Demikian apa yang dapat saya bagikan. Semoga bermanfaat dan dapat diamalkan. Shalatlah sebagaimana Rasulullah SAW shalat, beliau telah mengajari kita. Cari ilmunya.

Catatan: Apakah kalian masih menambahkan kata Sayyidina dalam bacaan shalawat di dalam shalat? Tentu dalam hadist tersebut tidak mengajarkan demikian. Mengucapkan Sayyidina baik, tapi ketika hal itu tidak diajarakan oleh Rasulullah maupun para sahabat, maka akan menjadi tidak baik. Ibadah pada dasarnya hanya mengikut. Mengikut apa yang telah diajarkan Rasulullah maupun para sahabat. Coba dicarikan hadist yang menjelaskan tentang penambahan sayyidina, kalau memang ada dan shahih, maka hal itu boleh digunakan.

Begitupun dengan penggantian Assalamu’alaika ayyuhan-nabi… menjadi Assalamu’alan nabi… kalau ada hadist yang shahih menjelaskan pergantian lafadz (karena Nabi SAW wafat) maka hal itu boleh digunakan, tapi kalau tidak, berpegang pada hadist-hadist di atas jauh lebih baik. Bersikap hati-hati dalam ibadah.

------------

▸ Tugas Anda
Silakan tuliskan ulang bagian kutipan tentang shalat mulai dari "Demikian apa yang" sampai "kita. Cari ilmunya." persis sama, tanpa mengubah satu kata pun.

------------

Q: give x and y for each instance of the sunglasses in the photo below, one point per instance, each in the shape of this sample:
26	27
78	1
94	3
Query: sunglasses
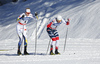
28	12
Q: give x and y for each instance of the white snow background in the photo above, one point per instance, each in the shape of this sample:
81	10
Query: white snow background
83	38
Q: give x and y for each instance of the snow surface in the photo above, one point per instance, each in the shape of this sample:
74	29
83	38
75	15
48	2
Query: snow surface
83	42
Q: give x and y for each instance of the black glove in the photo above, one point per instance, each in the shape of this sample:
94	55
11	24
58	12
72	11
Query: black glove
36	13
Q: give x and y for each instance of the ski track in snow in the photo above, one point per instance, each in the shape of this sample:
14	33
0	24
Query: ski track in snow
83	42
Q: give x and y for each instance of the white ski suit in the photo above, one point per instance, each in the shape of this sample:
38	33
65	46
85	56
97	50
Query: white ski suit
21	28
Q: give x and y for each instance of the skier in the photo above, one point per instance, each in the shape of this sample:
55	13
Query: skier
53	34
21	29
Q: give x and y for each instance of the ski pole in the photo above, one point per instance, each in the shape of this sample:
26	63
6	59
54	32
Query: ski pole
36	14
48	46
65	39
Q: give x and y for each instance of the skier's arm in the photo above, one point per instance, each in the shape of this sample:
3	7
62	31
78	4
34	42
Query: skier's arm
66	22
51	22
20	17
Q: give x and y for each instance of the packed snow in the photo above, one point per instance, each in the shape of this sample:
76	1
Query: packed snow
83	38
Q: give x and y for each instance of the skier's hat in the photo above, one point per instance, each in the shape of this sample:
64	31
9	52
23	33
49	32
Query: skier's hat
28	10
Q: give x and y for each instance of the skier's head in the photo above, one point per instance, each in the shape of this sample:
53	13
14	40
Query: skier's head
27	11
59	18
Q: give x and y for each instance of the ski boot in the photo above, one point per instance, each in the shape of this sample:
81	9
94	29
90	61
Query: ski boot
51	50
51	53
19	53
25	51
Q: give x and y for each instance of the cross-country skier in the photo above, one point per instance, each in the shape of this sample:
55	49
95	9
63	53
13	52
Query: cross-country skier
53	34
22	31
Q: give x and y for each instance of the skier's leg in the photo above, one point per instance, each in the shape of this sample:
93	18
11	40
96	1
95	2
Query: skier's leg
57	42
19	32
25	42
19	43
52	36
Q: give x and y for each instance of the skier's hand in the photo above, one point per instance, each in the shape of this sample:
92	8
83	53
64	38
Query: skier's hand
68	19
18	19
68	22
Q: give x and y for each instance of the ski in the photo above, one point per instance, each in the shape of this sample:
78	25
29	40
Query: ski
6	49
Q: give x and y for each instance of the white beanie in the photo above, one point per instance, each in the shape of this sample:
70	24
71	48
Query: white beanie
28	10
59	17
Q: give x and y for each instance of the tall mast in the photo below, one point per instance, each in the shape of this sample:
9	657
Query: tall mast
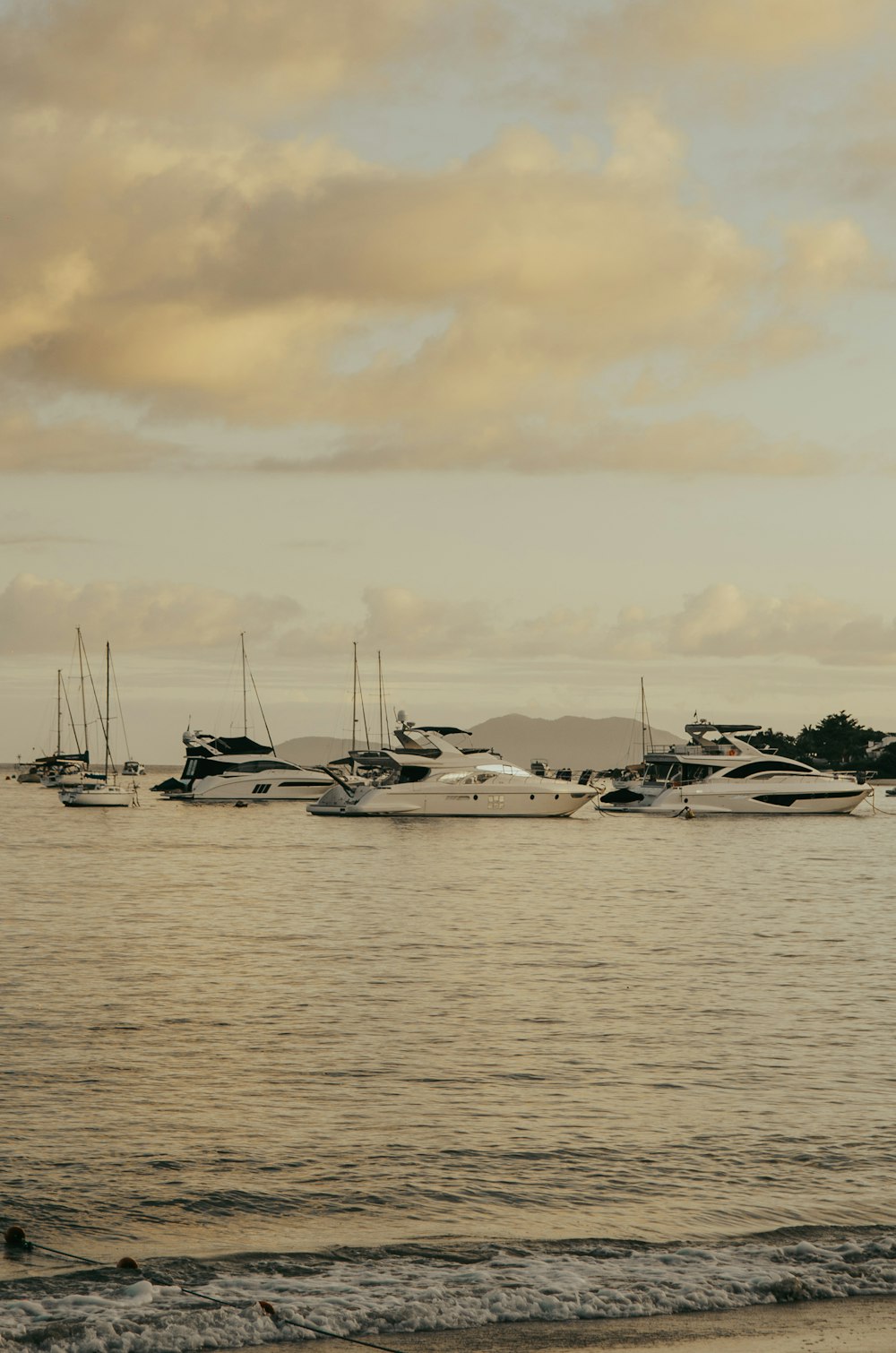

------------

▸ Jawaban Latihan
Demikian apa yang dapat saya bagikan. Semoga bermanfaat dan dapat diamalkan. Shalatlah sebagaimana Rasulullah SAW shalat, beliau telah mengajari kita. Cari ilmunya.